Instructions to follow
Copy the following lines word for word.
┌─ Data listing
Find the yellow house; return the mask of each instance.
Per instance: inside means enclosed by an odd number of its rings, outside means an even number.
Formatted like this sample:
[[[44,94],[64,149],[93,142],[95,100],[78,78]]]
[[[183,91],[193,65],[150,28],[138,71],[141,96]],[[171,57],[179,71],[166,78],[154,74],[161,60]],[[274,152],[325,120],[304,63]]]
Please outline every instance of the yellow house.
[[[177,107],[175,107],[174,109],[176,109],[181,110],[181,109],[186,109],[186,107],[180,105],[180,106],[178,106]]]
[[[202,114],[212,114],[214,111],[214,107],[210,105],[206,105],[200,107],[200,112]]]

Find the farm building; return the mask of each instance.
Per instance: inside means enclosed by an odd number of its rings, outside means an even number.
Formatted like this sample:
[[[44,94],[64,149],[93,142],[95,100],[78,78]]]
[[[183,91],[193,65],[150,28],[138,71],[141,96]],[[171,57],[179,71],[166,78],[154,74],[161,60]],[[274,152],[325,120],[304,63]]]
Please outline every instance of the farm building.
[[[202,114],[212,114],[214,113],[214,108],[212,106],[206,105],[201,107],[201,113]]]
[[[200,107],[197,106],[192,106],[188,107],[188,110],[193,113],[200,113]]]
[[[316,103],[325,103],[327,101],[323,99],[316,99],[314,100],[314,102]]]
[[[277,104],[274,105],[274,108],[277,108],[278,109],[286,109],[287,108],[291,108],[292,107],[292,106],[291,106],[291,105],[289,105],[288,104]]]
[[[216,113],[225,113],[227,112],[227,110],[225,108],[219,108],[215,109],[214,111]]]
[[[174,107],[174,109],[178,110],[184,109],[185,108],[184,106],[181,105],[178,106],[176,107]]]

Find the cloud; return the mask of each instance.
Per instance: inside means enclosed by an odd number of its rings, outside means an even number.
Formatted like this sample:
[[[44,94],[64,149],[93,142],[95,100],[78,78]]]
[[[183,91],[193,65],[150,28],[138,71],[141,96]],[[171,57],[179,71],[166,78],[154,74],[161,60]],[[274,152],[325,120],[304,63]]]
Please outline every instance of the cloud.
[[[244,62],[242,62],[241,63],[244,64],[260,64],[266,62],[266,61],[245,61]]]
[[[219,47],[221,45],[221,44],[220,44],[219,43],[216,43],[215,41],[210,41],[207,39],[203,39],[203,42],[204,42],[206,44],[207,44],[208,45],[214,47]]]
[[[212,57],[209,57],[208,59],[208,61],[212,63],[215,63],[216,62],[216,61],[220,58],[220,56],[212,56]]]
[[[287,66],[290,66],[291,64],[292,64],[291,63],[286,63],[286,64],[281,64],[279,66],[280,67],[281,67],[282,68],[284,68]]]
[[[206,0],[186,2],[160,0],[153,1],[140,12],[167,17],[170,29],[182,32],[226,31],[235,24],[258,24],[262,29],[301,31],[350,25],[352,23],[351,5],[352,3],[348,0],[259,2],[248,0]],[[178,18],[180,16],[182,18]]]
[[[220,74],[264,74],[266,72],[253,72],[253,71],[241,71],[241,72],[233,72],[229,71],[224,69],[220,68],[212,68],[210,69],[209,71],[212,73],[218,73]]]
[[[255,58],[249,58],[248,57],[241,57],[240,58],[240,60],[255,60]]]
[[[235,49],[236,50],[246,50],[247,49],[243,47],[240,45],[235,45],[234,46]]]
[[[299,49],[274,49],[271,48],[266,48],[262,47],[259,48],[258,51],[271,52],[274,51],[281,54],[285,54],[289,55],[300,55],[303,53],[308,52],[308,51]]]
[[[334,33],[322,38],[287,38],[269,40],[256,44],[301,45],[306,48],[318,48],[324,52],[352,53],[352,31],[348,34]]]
└─
Finished answer
Find the yellow house; return the mask of each instance.
Per instance: inside means enclosed by an odd number of its rings, outside means an even number.
Formatted like this sample:
[[[44,94],[64,149],[93,142],[95,100],[78,78]]]
[[[183,91],[193,65],[150,28],[138,71],[141,96]],[[171,57],[179,71],[166,78],[154,74],[161,60]],[[274,152],[325,120],[304,63]]]
Please outline every instance of the yellow house.
[[[177,107],[175,107],[174,109],[176,109],[181,110],[181,109],[186,109],[186,107],[180,105],[180,106],[178,106]]]
[[[202,114],[212,114],[214,111],[214,107],[210,105],[206,105],[200,107],[200,112]]]

Find the farm building; return the mask of each instance.
Per instance: inside means enclosed by an odd number of its rings, outside means an even number.
Formatted like this sample:
[[[44,94],[64,149],[93,142],[95,100],[78,78]]]
[[[183,91],[193,65],[150,28],[138,71],[141,96]],[[171,57],[179,71],[166,78],[154,74],[161,60]],[[274,152],[325,120],[304,63]]]
Please outline every instance of the farm building.
[[[202,114],[212,114],[214,113],[214,108],[212,106],[206,105],[201,107],[201,113]]]
[[[200,107],[197,106],[192,106],[188,107],[188,110],[193,113],[200,113]]]
[[[316,103],[325,103],[327,101],[323,99],[316,99],[314,100],[314,102]]]
[[[277,104],[274,105],[274,108],[277,108],[278,109],[286,109],[287,108],[291,108],[292,107],[292,106],[291,106],[291,105],[289,105],[288,104]]]
[[[216,113],[225,113],[227,112],[227,110],[225,108],[219,108],[215,109],[214,111]]]
[[[174,107],[174,109],[178,110],[184,109],[185,108],[184,106],[181,105],[178,106],[176,107]]]

Find the cloud; return the mask of each instance.
Per instance: inside means enclosed by an odd number of its rings, outside means an even number.
Formatted like this sample:
[[[44,94],[64,149],[93,142],[95,100],[78,78]]]
[[[183,91],[193,65],[150,28],[138,71],[141,96]],[[171,57],[179,71],[166,78],[154,74],[161,60]],[[274,152],[325,120],[304,63]]]
Please outline every instance of the cloud.
[[[244,62],[242,62],[241,63],[244,64],[260,64],[266,62],[266,61],[245,61]]]
[[[219,47],[221,45],[221,44],[220,44],[219,43],[216,43],[215,41],[210,41],[207,39],[203,39],[203,42],[204,42],[206,44],[207,44],[208,45],[214,47]]]
[[[212,57],[209,57],[208,59],[208,61],[212,63],[215,63],[216,62],[216,61],[220,58],[220,56],[212,56]]]
[[[287,66],[290,66],[291,64],[292,64],[291,63],[286,63],[286,64],[281,64],[279,66],[280,67],[281,67],[282,68],[284,68]]]
[[[206,0],[186,2],[160,0],[153,1],[140,12],[167,17],[170,29],[182,32],[226,31],[235,24],[258,24],[262,29],[301,31],[350,25],[352,23],[351,5],[352,3],[348,0],[259,2],[248,0]],[[178,18],[180,16],[182,18]]]
[[[220,74],[264,74],[266,72],[253,72],[253,71],[241,71],[241,72],[233,72],[229,71],[224,69],[220,68],[212,68],[210,69],[209,71],[212,73],[218,73]]]
[[[255,58],[249,58],[248,57],[241,57],[240,58],[240,60],[255,60]]]
[[[235,49],[236,50],[246,50],[247,49],[243,47],[240,45],[235,45],[234,46]]]
[[[299,49],[274,49],[271,48],[266,48],[262,47],[259,48],[258,51],[271,52],[274,51],[281,54],[285,54],[289,55],[300,55],[303,53],[308,52],[308,51]]]
[[[334,33],[322,38],[287,38],[269,40],[256,44],[301,45],[306,48],[318,48],[324,52],[352,53],[352,31],[348,34]]]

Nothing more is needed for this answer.